DOCUMENT EXTRACT —
[Python-ideas] proposal to add rowexpr as a keyword
Steven Bethard
steven.bethard at gmail.com
Thu May 31 07:38:40 CEST 2007
On 5/30/07, Steve Howell <showell30 at yahoo.com> wrote:
> --- Steven Bethard <steven.bethard at gmail.com> wrote:
> > >>> def rowexpr(expr):
> > ... def evaluate(row):
> > ... d = dict(row)
> > ... d.update(globals())
> > ... exec '__result__ = ' + expr in d
> > ... return d['__result__']
> > ... return evaluate
> > ...
[snip]
> I tried it out with a slightly more involved
> expression.
>
> x = rowexpr(
> 'convert_to_euros(salary) '
> 'if dept == "foo" else 0')
> rows = [dict(dept='foo', salary=i) for i in
> range(10000)]
> transform = [x(row) for row in rows]
>
> Here were my findings:
>
> 1) Not horribly slow.
>
> 3.4 seconds on my box for 10000 calls
>
> 2) I introduced a syntax error, and it was more clear
> than I thought it would be. It happens at runtime, of
> course, which is less than ideal
You can get the syntax error a little earlier (at the time of the
rowexpr() call) by using compile()::
>>> def rowexpr(expr):
... code = compile('__result__ = ' + expr, '<rowexpr>', 'exec')

DATA SECTION —
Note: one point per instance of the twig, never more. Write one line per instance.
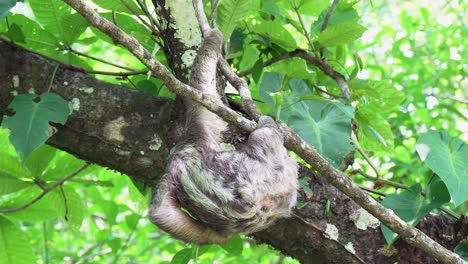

TASKS —
1. In the rowexpr post above, rewrite the paragraph beginning "You can get the syntax error a little earlier" as one shorter sentence that keeps its main facts.
2. According to the rowexpr post, how long did 10000 calls take on the tester's machine?
3. Please resume the rowexpr post from the point where it stops.

OUTPUTS IN ORDER —
1. Using compile() makes the syntax error appear earlier, when rowexpr() is called.

2. 3.4 seconds.

3.
... def evaluate(row):
... d = dict(globals())
... d.update(row)
... exec code in d
... return d['__result__']
... return evaluate
...
>>> def convert_to_euros(amt):
... return amt / 2
...
>>> x = rowexpr('convert_to_euros(salary)')
>>> row = dict(salary=50000)
>>> print x(row)
25000
>>> rowexpr('convert_to_euros(salary) if dept = "foo" else 0')
Traceback (most recent call last):
File "<interactive input>", line 1, in <module>
File "<interactive input>", line 2, in rowexpr
File "<rowexpr>", line 1
__result__ = convert_to_euros(salary) if dept = "foo" else 0
^
SyntaxError: invalid syntax
STeVe
--
I'm not *in*-sane. Indeed, I am so far *out* of sane that you appear a
tiny blip on the distant coast of sanity.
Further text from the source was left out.